**WHAT NEEDS TO BE DONE**. Please report every line from the material that contains the word "trim".

**INFORMATION**.
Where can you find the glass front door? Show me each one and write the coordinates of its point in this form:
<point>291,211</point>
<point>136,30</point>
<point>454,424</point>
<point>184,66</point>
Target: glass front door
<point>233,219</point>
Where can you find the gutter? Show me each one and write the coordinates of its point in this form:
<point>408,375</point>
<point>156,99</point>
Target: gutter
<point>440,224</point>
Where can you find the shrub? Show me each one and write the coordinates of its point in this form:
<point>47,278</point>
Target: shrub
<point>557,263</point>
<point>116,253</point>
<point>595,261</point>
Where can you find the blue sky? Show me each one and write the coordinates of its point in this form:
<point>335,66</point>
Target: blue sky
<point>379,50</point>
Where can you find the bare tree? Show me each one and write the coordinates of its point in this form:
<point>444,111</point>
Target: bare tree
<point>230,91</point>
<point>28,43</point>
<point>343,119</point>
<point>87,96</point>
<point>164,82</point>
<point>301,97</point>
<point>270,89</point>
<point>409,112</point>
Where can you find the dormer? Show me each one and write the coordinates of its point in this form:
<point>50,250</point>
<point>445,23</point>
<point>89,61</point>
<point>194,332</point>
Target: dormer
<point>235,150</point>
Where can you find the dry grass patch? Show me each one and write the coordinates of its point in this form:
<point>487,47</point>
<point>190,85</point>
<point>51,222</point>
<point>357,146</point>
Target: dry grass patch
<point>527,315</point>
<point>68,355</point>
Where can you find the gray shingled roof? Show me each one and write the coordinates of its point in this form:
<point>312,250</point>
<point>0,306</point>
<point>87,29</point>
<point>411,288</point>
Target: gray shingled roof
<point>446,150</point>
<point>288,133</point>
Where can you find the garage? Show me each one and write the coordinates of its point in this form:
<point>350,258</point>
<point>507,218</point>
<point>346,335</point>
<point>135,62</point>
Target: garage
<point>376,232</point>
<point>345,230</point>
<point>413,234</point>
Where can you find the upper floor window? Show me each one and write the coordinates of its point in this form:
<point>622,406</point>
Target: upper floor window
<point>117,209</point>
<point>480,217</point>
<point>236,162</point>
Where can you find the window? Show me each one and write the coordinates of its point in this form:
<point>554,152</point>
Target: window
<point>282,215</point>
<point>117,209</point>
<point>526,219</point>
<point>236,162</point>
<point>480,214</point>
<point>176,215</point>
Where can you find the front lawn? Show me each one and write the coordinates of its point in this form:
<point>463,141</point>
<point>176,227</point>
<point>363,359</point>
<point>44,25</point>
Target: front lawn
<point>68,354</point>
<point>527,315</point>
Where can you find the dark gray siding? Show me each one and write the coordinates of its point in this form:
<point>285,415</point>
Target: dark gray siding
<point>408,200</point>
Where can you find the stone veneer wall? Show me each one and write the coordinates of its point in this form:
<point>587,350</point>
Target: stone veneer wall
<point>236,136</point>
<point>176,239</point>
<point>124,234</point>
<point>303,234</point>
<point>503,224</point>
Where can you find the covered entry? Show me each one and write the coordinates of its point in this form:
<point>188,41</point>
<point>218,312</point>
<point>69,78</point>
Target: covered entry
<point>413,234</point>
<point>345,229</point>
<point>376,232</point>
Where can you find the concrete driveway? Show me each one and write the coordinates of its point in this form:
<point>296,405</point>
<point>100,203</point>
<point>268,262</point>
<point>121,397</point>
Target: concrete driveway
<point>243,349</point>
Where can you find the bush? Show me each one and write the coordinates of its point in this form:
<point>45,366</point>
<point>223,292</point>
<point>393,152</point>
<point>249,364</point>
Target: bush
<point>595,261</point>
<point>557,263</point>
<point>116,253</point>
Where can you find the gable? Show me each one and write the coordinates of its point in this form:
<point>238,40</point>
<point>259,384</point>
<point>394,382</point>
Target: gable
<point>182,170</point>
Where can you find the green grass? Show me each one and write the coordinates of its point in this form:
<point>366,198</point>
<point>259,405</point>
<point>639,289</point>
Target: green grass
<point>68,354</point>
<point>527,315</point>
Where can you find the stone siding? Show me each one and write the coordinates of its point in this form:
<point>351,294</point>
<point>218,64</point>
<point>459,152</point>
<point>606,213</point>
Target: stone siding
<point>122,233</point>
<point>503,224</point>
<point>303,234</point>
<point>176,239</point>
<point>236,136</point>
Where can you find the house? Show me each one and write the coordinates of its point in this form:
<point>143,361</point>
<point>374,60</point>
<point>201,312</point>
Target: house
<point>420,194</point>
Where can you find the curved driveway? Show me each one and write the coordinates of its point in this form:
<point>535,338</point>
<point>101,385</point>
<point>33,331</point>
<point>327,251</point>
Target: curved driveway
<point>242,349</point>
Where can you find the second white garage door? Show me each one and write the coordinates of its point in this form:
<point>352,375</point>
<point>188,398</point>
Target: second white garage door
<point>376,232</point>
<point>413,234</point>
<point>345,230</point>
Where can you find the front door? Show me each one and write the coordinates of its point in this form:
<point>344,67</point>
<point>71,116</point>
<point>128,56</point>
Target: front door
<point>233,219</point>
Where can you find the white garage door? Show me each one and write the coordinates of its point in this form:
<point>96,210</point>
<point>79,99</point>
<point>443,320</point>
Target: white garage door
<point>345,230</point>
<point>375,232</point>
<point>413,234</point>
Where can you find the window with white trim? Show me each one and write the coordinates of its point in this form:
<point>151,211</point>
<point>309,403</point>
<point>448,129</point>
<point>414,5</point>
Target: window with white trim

**ANSWER FOR THE TASK**.
Where can you find the window with white trim? Show me each one and write the coordinates of its point in this form:
Target: window with white trim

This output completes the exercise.